----- Text provided -----

Maine is among several states to have upcoming tax revenue surpluses. The state will receive this boon–to the tune of $822 million–over the next two years. Politicians, however, aren’t yet sure what they will use the money for. Since 2022 is a primary election year, this topic has become the center of attention for those hoping to keep their seats and hopefuls who want to oust current politicians from their roles.

Governor Mills Ponders Tax Surpluses

Maine’s Democratic governor, Janet Mills, is among those who have discussed the surplus funds. COVID-19 has created a political climate in which state governors can easily get approval for emergency actions. Mills has taken advantage of this, perhaps reducing the power of the state legislature in the process.

-----

> Tasks to complete
#1 From the Maine tax surplus article, reproduce the passage starting at "Governor Mills Ponders" and ending at "in the process.".
#2 Answer these questions using the Maine tax surplus article:
(a) How much surplus tax revenue will Maine receive over the next two years?
(b) What party does Governor Janet Mills belong to?
(c) What kind of election year is 2022?

----- Data to examine -----

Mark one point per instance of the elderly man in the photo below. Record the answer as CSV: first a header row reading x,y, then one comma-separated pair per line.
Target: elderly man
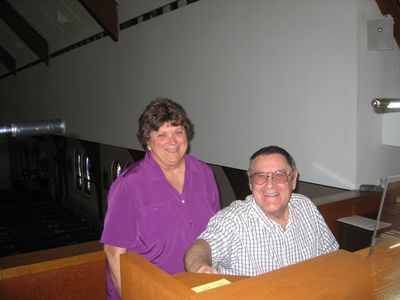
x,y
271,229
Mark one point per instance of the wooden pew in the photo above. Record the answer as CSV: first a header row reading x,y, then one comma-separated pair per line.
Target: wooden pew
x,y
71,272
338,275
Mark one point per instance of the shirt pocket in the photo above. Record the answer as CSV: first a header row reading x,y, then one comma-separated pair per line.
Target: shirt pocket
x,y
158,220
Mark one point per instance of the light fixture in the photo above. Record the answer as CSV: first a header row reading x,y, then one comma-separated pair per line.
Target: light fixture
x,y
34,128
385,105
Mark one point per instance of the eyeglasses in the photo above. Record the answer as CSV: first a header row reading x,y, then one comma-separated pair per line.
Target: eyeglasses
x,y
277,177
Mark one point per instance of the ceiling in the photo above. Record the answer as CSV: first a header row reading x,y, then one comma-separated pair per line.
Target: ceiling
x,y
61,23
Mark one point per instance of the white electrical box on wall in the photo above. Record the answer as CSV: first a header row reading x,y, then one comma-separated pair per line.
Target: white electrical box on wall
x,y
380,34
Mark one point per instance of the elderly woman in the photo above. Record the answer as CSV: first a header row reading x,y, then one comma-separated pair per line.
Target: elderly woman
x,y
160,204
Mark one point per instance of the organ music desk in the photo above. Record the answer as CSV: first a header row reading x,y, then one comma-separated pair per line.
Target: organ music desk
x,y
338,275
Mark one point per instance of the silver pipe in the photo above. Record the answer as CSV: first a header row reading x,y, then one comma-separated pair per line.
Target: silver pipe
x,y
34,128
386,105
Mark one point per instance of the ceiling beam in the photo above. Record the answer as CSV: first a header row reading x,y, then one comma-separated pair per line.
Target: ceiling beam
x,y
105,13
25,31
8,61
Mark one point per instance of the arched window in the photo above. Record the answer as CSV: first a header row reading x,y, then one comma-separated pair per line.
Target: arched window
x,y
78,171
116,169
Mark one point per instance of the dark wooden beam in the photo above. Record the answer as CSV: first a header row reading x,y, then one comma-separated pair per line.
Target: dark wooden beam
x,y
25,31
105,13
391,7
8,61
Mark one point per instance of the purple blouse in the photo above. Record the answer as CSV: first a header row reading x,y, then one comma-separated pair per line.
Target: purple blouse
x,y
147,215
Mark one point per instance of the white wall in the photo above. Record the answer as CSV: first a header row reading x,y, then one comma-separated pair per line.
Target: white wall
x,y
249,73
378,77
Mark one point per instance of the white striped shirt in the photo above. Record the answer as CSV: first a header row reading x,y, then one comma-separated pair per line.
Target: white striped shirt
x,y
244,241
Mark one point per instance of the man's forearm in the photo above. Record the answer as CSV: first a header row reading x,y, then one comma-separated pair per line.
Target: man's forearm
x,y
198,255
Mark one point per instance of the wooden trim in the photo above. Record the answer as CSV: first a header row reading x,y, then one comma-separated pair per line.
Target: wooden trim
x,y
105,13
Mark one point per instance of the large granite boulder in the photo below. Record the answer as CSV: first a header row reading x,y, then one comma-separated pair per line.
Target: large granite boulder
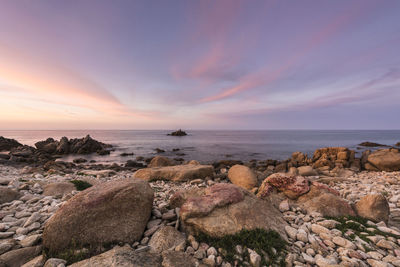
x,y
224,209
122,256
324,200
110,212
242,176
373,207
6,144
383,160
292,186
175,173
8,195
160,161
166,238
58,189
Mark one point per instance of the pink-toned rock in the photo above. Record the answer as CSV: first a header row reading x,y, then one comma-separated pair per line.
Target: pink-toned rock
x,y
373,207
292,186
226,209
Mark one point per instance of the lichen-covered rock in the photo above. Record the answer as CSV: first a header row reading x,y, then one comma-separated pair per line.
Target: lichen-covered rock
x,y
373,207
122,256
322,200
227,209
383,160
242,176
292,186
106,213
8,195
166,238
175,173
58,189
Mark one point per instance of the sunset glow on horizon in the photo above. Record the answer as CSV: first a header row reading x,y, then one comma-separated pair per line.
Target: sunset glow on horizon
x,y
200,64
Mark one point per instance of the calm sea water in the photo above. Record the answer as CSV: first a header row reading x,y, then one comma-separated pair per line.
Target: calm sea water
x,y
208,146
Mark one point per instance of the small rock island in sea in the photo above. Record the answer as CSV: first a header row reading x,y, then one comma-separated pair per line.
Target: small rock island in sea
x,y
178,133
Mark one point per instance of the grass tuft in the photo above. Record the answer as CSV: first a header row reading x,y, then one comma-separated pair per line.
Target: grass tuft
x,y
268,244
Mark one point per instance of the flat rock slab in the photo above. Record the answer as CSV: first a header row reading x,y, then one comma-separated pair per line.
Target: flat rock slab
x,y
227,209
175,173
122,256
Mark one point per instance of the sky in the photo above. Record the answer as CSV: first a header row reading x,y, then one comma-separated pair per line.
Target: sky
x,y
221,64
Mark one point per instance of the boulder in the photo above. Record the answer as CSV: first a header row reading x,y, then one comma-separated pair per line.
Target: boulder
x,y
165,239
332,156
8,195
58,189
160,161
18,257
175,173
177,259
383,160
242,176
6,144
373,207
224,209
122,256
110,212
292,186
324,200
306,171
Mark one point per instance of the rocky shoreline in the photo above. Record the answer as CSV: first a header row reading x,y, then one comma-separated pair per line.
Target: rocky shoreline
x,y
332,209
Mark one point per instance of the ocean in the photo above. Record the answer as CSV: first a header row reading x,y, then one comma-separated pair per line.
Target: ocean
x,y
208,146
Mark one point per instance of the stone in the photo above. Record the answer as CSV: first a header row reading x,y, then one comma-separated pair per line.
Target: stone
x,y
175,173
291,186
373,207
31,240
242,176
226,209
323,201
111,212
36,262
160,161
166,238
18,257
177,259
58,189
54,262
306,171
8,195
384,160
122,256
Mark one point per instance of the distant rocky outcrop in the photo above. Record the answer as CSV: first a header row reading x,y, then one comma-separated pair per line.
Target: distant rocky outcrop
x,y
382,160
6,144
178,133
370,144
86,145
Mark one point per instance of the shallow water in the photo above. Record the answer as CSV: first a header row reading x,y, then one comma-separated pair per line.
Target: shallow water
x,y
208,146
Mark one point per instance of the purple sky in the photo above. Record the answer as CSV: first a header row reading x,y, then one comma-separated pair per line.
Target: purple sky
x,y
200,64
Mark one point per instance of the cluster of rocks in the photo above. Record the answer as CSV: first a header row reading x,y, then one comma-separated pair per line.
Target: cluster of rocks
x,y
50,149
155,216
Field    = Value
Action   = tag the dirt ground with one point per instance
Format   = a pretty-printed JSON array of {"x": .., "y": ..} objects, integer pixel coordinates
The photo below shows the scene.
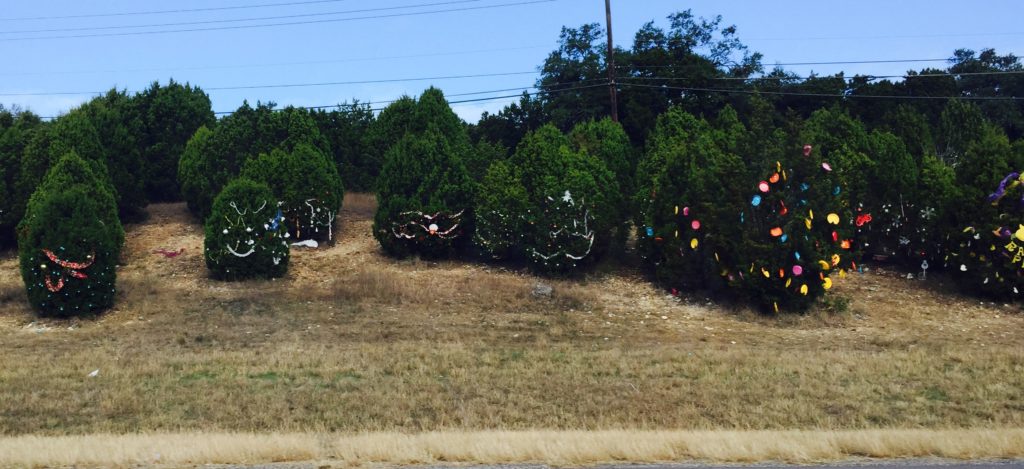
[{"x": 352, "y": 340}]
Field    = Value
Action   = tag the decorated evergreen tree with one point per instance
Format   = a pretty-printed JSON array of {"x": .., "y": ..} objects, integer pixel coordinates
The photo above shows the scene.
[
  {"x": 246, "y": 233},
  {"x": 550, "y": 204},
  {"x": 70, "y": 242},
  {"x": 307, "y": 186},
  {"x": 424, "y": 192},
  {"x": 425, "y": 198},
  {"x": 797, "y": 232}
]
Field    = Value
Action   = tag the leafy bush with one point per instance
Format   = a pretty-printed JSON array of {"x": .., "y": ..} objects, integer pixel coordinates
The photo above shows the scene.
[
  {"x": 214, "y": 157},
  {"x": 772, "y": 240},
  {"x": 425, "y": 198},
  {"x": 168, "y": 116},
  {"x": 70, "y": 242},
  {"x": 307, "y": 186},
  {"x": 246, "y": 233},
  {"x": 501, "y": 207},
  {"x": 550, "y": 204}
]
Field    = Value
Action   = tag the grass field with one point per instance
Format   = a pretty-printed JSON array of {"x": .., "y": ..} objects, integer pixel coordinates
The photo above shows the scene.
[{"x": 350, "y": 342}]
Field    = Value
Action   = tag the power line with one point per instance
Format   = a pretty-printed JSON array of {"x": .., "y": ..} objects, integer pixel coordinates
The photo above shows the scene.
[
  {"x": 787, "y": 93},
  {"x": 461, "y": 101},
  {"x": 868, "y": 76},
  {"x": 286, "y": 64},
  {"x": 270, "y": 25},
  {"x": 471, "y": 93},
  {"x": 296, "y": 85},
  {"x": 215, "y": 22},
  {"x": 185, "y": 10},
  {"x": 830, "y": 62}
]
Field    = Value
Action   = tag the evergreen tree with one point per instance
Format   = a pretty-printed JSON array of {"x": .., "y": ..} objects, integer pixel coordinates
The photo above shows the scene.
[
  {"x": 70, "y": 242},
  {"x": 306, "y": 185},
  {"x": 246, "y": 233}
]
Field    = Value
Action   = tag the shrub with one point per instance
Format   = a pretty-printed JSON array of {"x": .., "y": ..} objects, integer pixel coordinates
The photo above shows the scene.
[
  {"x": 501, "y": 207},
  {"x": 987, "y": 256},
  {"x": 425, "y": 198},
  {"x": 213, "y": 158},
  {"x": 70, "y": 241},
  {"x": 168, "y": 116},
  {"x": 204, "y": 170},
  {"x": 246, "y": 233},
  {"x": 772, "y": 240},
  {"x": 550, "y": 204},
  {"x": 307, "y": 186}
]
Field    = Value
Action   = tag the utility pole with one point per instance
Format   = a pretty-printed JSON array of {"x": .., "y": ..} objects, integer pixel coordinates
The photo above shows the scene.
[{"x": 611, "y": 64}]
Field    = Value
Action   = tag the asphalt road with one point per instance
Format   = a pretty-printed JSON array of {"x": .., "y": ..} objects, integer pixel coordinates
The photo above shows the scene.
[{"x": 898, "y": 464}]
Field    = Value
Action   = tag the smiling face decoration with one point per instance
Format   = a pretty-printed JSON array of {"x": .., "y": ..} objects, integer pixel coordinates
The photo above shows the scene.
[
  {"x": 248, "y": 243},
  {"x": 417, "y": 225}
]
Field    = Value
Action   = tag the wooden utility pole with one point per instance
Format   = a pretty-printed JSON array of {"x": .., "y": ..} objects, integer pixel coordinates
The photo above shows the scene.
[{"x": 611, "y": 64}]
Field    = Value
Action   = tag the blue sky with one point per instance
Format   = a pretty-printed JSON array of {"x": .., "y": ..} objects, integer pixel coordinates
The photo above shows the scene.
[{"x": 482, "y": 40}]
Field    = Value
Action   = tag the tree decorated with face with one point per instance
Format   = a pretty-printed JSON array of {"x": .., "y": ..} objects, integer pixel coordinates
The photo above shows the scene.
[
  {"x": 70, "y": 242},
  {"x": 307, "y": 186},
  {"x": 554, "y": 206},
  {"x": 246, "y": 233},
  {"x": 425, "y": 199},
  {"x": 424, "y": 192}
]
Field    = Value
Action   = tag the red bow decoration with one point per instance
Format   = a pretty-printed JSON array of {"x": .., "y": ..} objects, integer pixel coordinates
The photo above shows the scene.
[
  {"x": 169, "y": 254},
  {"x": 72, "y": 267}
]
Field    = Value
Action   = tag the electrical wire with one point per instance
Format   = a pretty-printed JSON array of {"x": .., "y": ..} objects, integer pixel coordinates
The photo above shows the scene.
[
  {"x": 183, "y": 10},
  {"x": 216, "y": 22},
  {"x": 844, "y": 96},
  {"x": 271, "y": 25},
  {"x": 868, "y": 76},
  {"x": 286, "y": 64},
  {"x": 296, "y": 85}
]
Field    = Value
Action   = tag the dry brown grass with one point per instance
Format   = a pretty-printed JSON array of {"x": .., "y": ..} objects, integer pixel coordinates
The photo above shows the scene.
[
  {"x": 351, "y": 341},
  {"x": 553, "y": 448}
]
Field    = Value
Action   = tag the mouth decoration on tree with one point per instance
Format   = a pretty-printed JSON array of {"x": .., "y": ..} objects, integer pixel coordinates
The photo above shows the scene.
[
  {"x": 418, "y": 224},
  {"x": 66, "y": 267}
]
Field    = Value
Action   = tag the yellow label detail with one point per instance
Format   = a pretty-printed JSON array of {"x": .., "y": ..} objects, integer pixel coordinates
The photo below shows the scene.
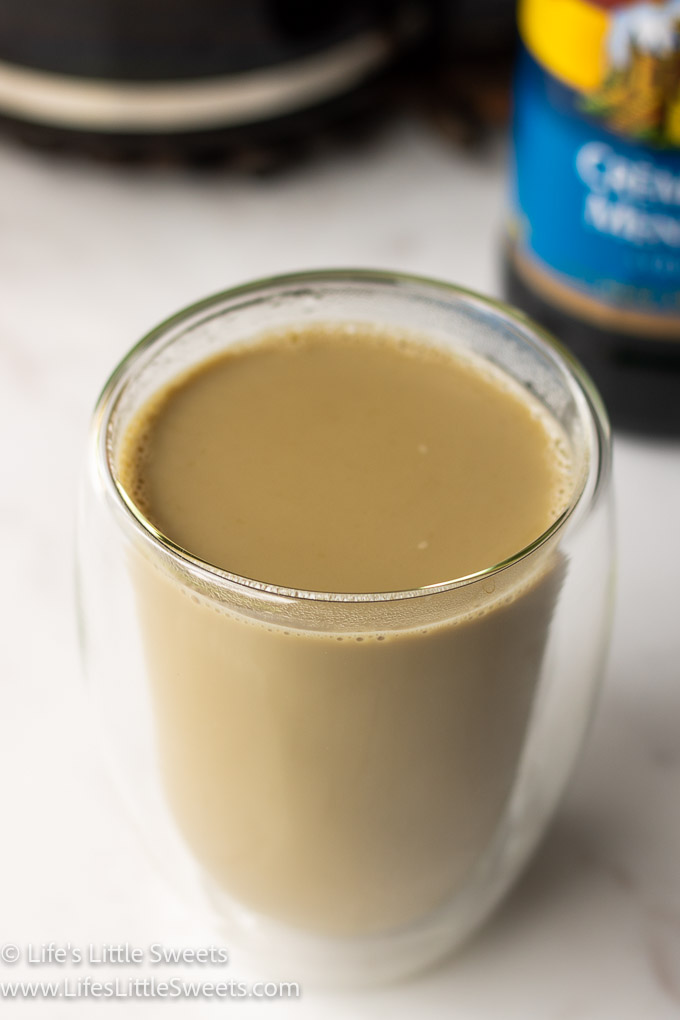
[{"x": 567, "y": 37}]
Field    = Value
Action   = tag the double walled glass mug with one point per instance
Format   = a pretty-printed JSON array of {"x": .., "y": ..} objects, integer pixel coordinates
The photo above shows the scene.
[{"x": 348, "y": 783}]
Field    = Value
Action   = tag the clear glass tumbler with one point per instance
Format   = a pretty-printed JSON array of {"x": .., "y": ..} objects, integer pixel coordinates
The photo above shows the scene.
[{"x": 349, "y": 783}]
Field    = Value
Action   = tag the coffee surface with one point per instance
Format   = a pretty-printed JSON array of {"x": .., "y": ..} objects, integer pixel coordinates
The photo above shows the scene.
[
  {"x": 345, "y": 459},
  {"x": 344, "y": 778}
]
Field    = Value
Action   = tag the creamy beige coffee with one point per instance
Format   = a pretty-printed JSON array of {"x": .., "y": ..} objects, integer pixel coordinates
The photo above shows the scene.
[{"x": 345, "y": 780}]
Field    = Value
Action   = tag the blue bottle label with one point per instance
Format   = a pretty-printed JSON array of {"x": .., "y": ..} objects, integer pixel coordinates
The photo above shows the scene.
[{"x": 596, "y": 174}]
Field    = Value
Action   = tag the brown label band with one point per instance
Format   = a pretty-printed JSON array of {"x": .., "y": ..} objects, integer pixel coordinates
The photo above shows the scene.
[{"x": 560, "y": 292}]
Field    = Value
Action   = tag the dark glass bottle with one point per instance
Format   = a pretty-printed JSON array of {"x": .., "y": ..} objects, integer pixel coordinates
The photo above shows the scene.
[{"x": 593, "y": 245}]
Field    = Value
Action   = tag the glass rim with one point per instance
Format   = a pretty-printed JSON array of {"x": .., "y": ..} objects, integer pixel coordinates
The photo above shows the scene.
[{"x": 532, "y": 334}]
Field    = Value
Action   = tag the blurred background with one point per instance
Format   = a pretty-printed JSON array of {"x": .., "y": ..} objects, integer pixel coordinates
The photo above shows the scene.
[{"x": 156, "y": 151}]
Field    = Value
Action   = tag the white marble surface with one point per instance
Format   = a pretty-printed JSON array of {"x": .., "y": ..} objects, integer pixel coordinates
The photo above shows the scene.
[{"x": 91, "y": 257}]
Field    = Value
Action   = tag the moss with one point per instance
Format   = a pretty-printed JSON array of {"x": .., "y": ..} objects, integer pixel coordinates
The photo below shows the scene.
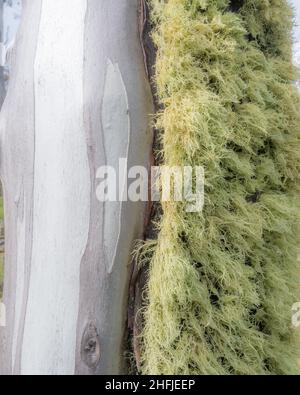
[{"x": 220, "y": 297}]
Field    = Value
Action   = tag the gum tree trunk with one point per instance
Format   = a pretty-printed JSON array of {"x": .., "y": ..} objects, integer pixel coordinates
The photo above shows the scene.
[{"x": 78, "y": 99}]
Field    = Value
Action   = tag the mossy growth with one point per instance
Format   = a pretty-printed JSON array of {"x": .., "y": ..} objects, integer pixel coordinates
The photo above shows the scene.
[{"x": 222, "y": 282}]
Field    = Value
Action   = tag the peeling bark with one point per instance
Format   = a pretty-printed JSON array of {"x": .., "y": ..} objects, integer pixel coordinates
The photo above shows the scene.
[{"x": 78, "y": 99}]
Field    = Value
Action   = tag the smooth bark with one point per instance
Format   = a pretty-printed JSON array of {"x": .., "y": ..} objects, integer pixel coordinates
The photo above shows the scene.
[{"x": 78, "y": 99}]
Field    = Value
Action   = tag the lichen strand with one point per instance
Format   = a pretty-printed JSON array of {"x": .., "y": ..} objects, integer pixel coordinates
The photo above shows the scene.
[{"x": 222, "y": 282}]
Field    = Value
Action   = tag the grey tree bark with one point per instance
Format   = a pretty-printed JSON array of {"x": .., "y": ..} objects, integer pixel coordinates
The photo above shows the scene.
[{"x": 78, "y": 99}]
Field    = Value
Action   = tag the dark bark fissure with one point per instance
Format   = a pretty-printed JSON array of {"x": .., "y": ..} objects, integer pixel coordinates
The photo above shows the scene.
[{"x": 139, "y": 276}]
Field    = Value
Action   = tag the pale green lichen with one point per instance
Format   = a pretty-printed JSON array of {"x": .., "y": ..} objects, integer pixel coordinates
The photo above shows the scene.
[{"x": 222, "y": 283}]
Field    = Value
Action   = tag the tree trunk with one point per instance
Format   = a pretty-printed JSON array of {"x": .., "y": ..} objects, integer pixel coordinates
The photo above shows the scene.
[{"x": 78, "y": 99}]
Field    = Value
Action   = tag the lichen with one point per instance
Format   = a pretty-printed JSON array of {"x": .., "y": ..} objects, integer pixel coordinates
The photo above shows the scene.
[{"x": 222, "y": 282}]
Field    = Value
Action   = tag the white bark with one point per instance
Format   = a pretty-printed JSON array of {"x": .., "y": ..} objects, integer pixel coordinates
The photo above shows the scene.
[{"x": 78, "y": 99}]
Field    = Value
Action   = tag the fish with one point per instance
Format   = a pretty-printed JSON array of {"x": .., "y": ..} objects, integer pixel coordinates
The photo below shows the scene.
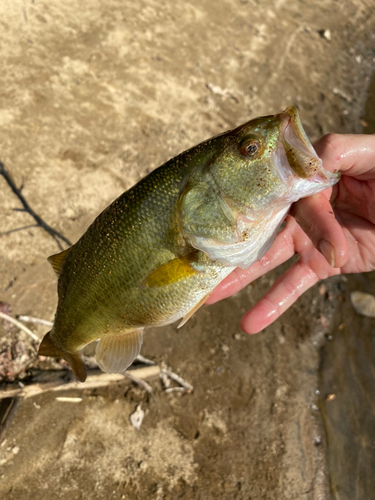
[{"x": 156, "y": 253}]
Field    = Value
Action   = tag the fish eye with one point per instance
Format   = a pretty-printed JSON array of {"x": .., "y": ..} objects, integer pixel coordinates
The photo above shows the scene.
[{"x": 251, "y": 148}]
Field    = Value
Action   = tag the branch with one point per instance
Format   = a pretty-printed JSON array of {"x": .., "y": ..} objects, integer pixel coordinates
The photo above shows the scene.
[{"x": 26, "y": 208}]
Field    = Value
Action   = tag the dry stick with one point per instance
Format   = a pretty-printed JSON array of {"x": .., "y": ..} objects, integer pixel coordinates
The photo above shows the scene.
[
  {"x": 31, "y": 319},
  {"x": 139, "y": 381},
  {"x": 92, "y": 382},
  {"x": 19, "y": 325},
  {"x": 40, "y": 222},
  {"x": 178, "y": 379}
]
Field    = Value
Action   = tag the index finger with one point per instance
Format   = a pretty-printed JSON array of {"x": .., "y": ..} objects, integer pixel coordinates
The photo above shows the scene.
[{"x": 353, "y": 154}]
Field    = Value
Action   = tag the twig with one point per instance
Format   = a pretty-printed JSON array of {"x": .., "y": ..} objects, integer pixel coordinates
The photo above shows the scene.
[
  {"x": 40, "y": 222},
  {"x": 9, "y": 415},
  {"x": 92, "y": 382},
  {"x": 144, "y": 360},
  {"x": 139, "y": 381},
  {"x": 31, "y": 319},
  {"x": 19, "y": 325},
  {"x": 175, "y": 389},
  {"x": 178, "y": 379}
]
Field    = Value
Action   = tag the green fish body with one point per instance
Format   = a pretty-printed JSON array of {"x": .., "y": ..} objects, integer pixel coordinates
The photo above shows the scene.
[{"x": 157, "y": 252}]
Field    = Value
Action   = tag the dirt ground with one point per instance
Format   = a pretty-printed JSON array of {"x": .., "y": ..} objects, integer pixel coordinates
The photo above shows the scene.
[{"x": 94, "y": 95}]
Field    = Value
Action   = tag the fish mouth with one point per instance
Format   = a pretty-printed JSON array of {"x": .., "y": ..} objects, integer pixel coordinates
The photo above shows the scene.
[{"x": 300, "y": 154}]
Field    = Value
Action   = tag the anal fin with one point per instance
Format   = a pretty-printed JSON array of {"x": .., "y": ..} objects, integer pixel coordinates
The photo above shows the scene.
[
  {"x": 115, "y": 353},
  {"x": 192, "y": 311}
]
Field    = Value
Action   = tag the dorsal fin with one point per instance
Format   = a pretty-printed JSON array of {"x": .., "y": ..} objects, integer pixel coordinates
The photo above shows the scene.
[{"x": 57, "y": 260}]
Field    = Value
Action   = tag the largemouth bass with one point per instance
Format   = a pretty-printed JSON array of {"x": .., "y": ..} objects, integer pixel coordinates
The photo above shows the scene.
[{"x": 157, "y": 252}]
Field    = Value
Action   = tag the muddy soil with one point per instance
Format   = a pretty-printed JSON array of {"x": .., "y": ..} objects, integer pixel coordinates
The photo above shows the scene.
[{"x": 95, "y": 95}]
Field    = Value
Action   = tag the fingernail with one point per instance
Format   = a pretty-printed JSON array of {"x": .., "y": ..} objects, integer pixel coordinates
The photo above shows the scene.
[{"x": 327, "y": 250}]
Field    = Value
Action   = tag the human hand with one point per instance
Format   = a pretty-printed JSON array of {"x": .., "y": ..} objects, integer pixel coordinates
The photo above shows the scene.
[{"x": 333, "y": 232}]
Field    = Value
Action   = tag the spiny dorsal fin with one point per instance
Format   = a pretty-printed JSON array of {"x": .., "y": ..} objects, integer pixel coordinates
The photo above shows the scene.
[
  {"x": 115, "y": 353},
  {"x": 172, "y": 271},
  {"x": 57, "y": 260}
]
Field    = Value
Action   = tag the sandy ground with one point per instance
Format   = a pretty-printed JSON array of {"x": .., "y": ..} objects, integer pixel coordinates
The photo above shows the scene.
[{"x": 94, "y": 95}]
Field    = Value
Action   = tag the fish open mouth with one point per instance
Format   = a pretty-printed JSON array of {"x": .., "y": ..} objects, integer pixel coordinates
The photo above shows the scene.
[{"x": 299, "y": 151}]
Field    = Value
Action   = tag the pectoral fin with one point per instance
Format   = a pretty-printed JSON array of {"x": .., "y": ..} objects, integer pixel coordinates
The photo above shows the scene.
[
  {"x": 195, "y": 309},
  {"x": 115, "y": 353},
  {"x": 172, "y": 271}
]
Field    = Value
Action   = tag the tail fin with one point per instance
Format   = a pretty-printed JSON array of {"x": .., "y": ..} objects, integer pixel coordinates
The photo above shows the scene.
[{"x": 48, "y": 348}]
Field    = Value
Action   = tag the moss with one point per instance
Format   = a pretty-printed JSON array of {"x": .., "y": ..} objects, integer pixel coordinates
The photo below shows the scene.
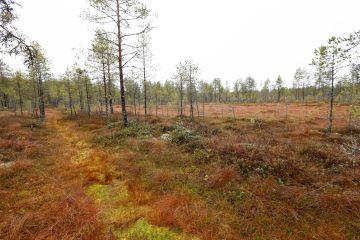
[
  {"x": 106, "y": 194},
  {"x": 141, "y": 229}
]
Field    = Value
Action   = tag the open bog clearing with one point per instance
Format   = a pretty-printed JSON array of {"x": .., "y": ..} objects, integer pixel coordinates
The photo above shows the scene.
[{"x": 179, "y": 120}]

-----

> Your written answers
#1
Governor Mills Ponders Tax Surpluses

Maine’s Democratic governor, Janet Mills, is among those who have discussed the surplus funds. COVID-19 has created a political climate in which state governors can easily get approval for emergency actions. Mills has taken advantage of this, perhaps reducing the power of the state legislature in the process.

#2
(a) $822 million
(b) Democratic
(c) A primary election year